Presenta todas las líneas de los registros siguientes como una lista numerada y omite las líneas en blanco.

Identificación de ubicaciones
..............................

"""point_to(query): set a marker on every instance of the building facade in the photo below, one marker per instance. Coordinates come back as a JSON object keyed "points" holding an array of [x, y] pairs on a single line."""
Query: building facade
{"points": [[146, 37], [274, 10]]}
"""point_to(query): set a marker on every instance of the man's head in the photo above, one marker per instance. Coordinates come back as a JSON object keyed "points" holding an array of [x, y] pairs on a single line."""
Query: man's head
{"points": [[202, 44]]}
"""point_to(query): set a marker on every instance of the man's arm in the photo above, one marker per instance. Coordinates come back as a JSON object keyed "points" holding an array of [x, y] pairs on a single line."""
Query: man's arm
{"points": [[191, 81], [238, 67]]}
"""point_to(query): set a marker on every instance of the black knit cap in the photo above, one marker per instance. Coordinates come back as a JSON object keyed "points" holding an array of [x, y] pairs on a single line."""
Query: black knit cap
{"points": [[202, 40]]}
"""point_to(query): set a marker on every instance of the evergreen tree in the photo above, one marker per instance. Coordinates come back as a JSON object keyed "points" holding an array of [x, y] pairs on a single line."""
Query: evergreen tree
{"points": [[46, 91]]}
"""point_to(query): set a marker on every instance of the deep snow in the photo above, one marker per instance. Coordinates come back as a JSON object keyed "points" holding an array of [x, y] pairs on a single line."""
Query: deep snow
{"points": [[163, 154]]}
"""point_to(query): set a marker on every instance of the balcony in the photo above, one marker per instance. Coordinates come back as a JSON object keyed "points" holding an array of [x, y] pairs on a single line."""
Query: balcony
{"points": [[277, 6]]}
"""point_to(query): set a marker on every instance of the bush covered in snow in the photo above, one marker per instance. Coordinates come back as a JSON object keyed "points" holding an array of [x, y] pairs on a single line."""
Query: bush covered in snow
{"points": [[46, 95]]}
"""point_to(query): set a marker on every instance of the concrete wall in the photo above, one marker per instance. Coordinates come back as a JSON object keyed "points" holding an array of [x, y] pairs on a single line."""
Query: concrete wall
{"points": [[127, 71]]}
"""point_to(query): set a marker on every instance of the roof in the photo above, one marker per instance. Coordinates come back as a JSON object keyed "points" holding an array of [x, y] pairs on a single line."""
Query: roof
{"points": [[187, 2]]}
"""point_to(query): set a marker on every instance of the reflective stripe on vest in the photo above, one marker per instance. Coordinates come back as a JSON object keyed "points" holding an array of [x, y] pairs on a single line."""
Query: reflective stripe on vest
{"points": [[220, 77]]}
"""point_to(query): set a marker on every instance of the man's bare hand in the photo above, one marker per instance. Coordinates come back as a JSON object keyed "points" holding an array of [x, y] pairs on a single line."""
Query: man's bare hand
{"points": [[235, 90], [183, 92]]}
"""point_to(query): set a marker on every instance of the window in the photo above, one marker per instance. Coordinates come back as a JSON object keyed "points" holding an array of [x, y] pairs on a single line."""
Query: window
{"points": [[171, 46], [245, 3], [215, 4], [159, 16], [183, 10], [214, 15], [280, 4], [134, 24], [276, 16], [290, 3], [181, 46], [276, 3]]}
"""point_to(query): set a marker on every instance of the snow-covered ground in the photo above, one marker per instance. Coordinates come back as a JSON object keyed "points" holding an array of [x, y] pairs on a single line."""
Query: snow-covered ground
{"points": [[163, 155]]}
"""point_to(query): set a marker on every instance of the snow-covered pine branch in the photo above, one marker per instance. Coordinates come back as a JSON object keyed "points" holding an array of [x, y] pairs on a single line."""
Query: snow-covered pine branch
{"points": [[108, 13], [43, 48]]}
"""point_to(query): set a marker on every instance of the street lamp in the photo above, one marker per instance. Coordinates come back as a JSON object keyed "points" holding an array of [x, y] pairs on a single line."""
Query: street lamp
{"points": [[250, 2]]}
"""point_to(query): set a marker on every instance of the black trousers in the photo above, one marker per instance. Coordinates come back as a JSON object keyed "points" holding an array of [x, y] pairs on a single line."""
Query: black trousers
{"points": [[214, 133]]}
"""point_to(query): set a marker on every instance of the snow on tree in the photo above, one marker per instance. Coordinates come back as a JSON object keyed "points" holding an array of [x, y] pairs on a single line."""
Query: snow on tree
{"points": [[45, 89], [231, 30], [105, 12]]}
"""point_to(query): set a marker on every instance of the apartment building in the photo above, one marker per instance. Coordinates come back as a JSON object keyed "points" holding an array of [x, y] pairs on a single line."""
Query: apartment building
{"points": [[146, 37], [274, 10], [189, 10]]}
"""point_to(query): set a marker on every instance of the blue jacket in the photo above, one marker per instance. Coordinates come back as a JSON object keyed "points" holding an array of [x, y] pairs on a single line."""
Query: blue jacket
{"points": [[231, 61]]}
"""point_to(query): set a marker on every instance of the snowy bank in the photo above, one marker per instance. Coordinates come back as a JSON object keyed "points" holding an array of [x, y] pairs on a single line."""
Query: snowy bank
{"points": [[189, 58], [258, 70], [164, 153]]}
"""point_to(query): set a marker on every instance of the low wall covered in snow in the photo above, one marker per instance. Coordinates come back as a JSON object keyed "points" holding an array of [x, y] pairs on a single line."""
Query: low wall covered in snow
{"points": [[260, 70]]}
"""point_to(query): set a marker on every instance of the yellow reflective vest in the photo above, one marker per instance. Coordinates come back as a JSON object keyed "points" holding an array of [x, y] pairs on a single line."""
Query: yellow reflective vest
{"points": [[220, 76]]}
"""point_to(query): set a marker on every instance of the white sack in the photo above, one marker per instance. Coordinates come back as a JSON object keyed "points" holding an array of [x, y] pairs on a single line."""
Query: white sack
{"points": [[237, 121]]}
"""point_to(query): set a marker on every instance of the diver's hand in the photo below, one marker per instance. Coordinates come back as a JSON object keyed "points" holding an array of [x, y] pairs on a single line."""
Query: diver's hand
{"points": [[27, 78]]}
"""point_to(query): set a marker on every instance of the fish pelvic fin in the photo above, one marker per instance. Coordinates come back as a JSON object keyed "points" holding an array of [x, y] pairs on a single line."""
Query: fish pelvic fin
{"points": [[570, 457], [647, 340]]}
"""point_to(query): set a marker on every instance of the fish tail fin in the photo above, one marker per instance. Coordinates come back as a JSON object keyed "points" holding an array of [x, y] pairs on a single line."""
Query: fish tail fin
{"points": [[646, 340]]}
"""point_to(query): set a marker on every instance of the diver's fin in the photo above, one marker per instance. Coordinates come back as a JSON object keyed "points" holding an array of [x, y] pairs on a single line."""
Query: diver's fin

..............................

- **Resultado**
1. """point_to(query): set a marker on every instance of the building facade in the photo below, one marker per instance. Coordinates come back as a JSON object keyed "points" holding an array of [x, y] pairs on a single line."""
2. Query: building facade
3. {"points": [[146, 37], [274, 10]]}
4. """point_to(query): set a marker on every instance of the man's head in the photo above, one marker per instance. Coordinates come back as a JSON object keyed "points" holding an array of [x, y] pairs on a single line."""
5. Query: man's head
6. {"points": [[202, 44]]}
7. """point_to(query): set a marker on every instance of the man's arm in the photo above, one marker per instance. Coordinates come back as a JSON object keyed "points" holding an array of [x, y] pairs on a single line."""
8. Query: man's arm
9. {"points": [[191, 81], [238, 67]]}
10. """point_to(query): set a marker on every instance of the black knit cap in the photo above, one marker per instance. Coordinates come back as a JSON object keyed "points" holding an array of [x, y] pairs on a single line."""
11. Query: black knit cap
12. {"points": [[202, 40]]}
13. """point_to(query): set a marker on every instance of the evergreen tree in the photo above, one marker per instance. Coordinates come back as a JSON object keyed "points" holding an array of [x, y] pairs on a single line."""
14. Query: evergreen tree
15. {"points": [[46, 91]]}
16. """point_to(query): set a marker on every instance of the deep snow in the photo above, one marker per instance. Coordinates come back as a JSON object keyed "points" holding an array of [x, y] pairs on a single line."""
17. Query: deep snow
18. {"points": [[163, 154]]}
19. """point_to(query): set a marker on every instance of the balcony in the photo above, one marker per instance. Coordinates come back as a JSON object keyed "points" holding an array of [x, y] pairs on a single line."""
20. Query: balcony
21. {"points": [[277, 6]]}
22. """point_to(query): set a marker on every instance of the bush covered in snow in the photo above, one marker per instance. Coordinates come back as a JSON object keyed "points" holding an array of [x, y] pairs on a single line."""
23. Query: bush covered in snow
24. {"points": [[46, 95]]}
25. """point_to(query): set a marker on every instance of the concrete wall in the photo above, one marker per instance. Coordinates come back as a JSON object keyed "points" holding an array of [x, y] pairs on a single line."""
26. Query: concrete wall
27. {"points": [[127, 71]]}
28. """point_to(query): set a marker on every instance of the roof in the photo above, one marker per instance. Coordinates come back as a JSON object keyed "points" holding an array of [x, y] pairs on a single line."""
29. Query: roof
30. {"points": [[187, 2]]}
31. """point_to(query): set a marker on every instance of the reflective stripe on vest in the photo above, one marker per instance. Coordinates come back as a JSON object keyed "points" holding an array of [x, y] pairs on a single line."""
32. Query: reflective stripe on vest
33. {"points": [[220, 77]]}
34. """point_to(query): set a marker on every instance of the man's bare hand in the photo above, one marker per instance. Coordinates come back as a JSON object keyed "points" holding an array of [x, y] pairs on a single line."""
35. Query: man's bare hand
36. {"points": [[235, 90], [183, 92]]}
37. """point_to(query): set a marker on every instance of the window in the photo above, one marker per instance. Coordinates come back as a JSON object keyed "points" holding an array of [x, y] pairs on a single line."""
38. Query: window
39. {"points": [[171, 46], [245, 3], [215, 4], [159, 16], [183, 10], [214, 15], [280, 4], [134, 24], [276, 16], [290, 3], [181, 46], [276, 3]]}
40. """point_to(query): set a marker on every instance of the snow-covered ground in the photo above, one marker per instance. Coordinates come back as a JSON object keyed "points" holding an array of [x, y] pairs on a single line."""
41. Query: snow-covered ground
42. {"points": [[163, 155]]}
43. """point_to(query): set a marker on every instance of the snow-covered pine branch in the photo above, one marker per instance. Coordinates come back as a JSON object keyed "points" holding an array of [x, y] pairs on a single line."""
44. Query: snow-covered pine branch
45. {"points": [[108, 13], [43, 48]]}
46. """point_to(query): set a marker on every instance of the street lamp in the photo above, one marker per instance. Coordinates come back as a JSON object keyed "points" holding an array of [x, y] pairs on a single line."""
47. Query: street lamp
48. {"points": [[250, 2]]}
49. """point_to(query): set a marker on every instance of the black trousers in the photo above, one marker per instance. Coordinates come back as a JSON object keyed "points" holding an array of [x, y] pairs on a single line."""
50. Query: black trousers
51. {"points": [[214, 133]]}
52. """point_to(query): set a marker on every instance of the snow on tree in the photo above, one marker per instance. Coordinates come back as a JSON object keyed "points" holding an array of [x, y] pairs on a single line."""
53. Query: snow on tree
54. {"points": [[45, 89], [231, 30], [105, 12]]}
55. """point_to(query): set a marker on every instance of the apartment building in the photo above, one marker per instance. Coordinates come back as a JSON object keyed "points" holding an array of [x, y] pairs on a single line."""
56. Query: apartment building
57. {"points": [[146, 37], [274, 10], [189, 10]]}
58. """point_to(query): set a marker on every instance of the blue jacket in the photo above, one marker per instance. Coordinates come back as a JSON object keyed "points" holding an array of [x, y] pairs on a single line."""
59. Query: blue jacket
60. {"points": [[231, 61]]}
61. """point_to(query): set a marker on every instance of the snowy bank in the photo above, one marker per instance. Coordinates come back as a JSON object keyed "points" holding an array of [x, y] pairs on a single line."""
62. Query: snowy bank
63. {"points": [[189, 58], [258, 70], [164, 153]]}
64. """point_to(query): set a marker on every instance of the low wall covered in snow in the photo above, one marker per instance. Coordinates come back as a JSON object keyed "points" holding an array of [x, y] pairs on a single line."""
65. Query: low wall covered in snow
66. {"points": [[260, 70]]}
67. """point_to(query): set a marker on every instance of the yellow reflective vest in the photo above, one marker per instance. Coordinates come back as a JSON object keyed "points" holding an array of [x, y] pairs on a single line."""
68. Query: yellow reflective vest
69. {"points": [[220, 76]]}
70. """point_to(query): set a marker on every instance of the white sack in the photo above, one marker per instance. Coordinates come back as a JSON object keyed "points" holding an array of [x, y] pairs on a single line."""
71. Query: white sack
72. {"points": [[237, 121]]}
73. """point_to(query): set a marker on every instance of the diver's hand in the photo below, one marker per instance. Coordinates come back as a JSON object keyed "points" holding an array of [x, y] pairs on a single line."""
74. Query: diver's hand
75. {"points": [[27, 78]]}
76. """point_to(query): set a marker on every instance of the fish pelvic fin in the photo above, one marker per instance. Coordinates come back as a JSON object keyed "points" holding an array of [x, y] pairs on a single line."""
77. Query: fish pelvic fin
78. {"points": [[570, 457], [647, 340]]}
79. """point_to(query): set a marker on every instance of the fish tail fin in the photo above, one marker per instance. Coordinates come back as a JSON object keyed "points" holding an array of [x, y] pairs on a single line."""
80. Query: fish tail fin
81. {"points": [[646, 340]]}
82. """point_to(query): set a marker on every instance of the diver's fin in the photo above, one marker per instance. Coordinates come back as a JSON object keyed "points" holding an array of [x, y] pairs on a single line."""
83. Query: diver's fin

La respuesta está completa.